(Stored data entries)
☆ ☆ ☆

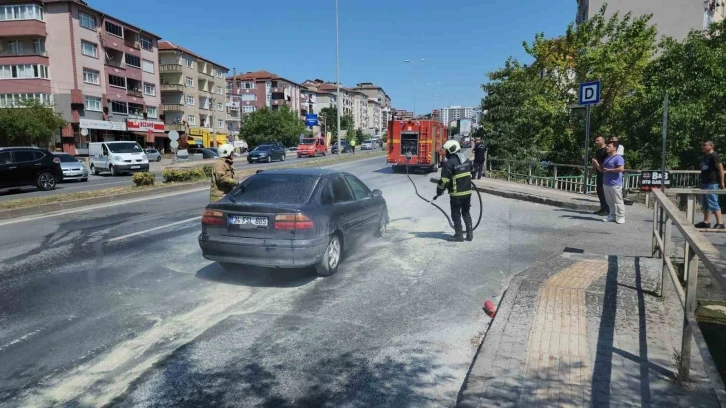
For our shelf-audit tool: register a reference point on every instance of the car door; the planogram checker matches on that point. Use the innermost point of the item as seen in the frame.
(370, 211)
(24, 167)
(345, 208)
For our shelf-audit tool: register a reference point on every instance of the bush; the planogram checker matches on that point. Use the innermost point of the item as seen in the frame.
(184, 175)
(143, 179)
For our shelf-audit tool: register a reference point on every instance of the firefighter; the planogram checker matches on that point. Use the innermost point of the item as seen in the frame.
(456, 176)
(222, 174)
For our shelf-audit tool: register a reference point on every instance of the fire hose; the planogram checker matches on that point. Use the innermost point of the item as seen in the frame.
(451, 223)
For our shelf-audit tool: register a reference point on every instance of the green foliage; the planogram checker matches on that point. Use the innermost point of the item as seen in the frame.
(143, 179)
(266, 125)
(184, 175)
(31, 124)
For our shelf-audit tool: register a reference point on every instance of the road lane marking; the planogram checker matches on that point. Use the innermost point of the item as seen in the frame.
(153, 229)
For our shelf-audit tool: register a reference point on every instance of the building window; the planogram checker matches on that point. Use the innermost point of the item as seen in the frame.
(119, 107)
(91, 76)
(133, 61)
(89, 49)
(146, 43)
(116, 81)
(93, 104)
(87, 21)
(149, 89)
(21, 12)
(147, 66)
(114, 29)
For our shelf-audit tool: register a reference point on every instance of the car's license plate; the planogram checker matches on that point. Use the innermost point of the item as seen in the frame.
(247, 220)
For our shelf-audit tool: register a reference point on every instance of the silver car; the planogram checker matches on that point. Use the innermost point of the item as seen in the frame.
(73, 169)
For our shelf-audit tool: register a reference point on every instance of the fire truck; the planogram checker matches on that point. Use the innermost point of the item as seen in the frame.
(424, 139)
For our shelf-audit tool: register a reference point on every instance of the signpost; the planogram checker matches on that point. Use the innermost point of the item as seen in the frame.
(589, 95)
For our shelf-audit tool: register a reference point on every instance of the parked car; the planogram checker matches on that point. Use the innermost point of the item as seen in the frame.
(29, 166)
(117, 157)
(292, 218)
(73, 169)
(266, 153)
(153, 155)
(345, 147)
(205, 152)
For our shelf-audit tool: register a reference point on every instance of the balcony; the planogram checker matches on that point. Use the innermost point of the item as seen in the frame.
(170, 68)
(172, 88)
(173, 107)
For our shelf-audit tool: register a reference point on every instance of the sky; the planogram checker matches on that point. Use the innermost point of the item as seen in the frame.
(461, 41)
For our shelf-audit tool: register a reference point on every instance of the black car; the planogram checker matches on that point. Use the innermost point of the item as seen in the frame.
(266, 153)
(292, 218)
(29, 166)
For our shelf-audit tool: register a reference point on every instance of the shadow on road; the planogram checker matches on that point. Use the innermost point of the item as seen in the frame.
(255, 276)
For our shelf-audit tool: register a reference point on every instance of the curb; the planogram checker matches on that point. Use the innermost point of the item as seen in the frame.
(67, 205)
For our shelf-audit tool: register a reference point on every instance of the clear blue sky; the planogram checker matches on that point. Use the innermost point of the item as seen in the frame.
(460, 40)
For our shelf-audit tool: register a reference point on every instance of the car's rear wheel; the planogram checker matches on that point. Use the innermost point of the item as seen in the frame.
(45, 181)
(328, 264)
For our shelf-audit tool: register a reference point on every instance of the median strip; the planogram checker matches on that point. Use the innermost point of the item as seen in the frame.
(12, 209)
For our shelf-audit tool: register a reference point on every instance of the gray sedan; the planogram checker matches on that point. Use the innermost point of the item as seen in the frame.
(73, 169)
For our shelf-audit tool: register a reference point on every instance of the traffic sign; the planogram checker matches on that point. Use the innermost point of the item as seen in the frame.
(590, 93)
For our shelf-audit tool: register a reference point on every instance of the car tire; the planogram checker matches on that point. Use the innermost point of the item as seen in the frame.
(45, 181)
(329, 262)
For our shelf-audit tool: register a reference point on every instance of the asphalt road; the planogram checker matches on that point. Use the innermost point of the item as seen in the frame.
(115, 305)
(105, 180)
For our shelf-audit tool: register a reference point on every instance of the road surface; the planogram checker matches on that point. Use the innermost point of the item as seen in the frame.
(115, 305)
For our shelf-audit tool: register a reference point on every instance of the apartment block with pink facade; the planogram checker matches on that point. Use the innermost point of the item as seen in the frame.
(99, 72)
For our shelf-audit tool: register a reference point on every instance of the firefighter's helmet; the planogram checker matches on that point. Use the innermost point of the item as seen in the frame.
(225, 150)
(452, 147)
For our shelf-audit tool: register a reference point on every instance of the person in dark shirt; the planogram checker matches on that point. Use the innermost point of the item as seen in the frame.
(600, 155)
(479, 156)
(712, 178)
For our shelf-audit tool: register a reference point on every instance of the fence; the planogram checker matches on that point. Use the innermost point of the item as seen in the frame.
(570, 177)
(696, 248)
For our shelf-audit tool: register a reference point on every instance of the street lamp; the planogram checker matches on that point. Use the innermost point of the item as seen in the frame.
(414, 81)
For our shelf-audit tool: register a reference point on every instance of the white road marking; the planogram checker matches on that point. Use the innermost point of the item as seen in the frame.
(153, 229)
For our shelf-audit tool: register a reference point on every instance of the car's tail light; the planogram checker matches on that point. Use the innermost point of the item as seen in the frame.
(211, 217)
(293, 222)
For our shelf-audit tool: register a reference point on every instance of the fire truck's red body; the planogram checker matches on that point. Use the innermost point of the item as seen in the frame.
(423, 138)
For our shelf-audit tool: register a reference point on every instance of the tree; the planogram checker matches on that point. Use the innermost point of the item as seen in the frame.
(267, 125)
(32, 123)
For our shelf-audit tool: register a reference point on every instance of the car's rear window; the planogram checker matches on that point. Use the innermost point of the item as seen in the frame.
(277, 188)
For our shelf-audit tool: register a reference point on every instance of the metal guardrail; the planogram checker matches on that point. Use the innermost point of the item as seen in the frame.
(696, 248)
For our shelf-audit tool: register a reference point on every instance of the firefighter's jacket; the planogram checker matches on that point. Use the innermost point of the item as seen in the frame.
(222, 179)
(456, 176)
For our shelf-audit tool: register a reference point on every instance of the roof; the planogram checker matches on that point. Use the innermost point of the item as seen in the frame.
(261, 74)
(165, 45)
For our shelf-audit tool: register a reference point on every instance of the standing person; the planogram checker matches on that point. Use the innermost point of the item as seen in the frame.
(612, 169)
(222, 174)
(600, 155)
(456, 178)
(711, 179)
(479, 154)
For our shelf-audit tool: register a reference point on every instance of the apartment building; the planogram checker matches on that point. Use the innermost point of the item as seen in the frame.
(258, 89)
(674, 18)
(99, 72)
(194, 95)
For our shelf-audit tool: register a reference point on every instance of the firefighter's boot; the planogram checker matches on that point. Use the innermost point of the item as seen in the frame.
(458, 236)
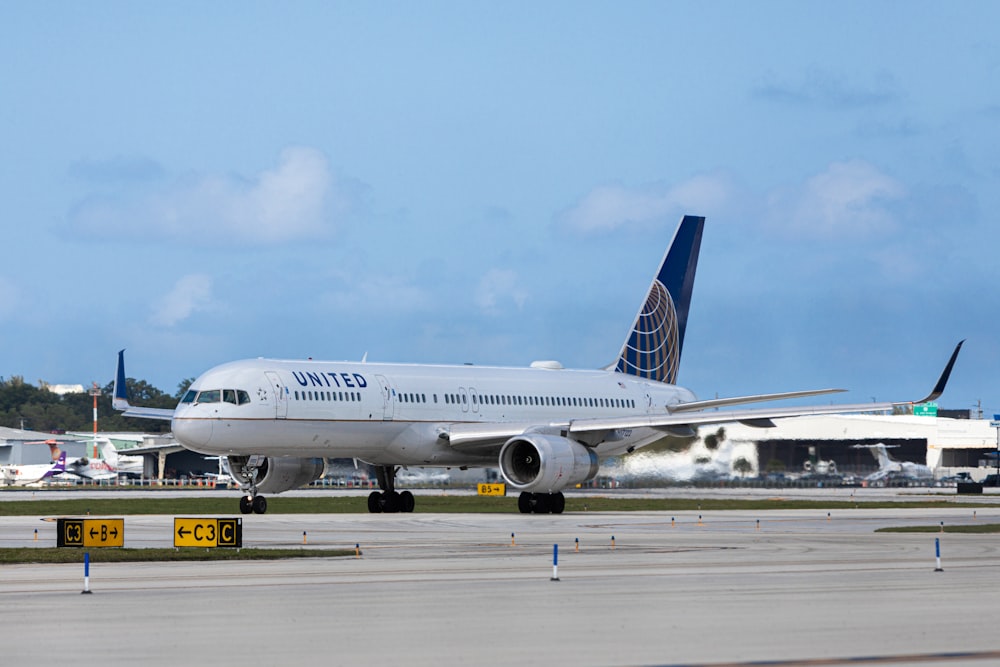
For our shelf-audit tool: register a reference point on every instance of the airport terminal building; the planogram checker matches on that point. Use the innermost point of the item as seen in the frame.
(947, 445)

☆ ☆ ☆

→ WORK TO DO:
Rescale everything from the line containing "of the airport" down to the end of the items. Write out each line again, text lines included, with every point coordinate multiplied by 2.2 and rounded to a whole number (halves round up).

→ IN RESPONSE:
For our shelf-audit tool: register a reference point on every instance of the airport terminal building; the planogram checker matches on that point. Use the innermost point of the item as seen in the frame.
(2083, 979)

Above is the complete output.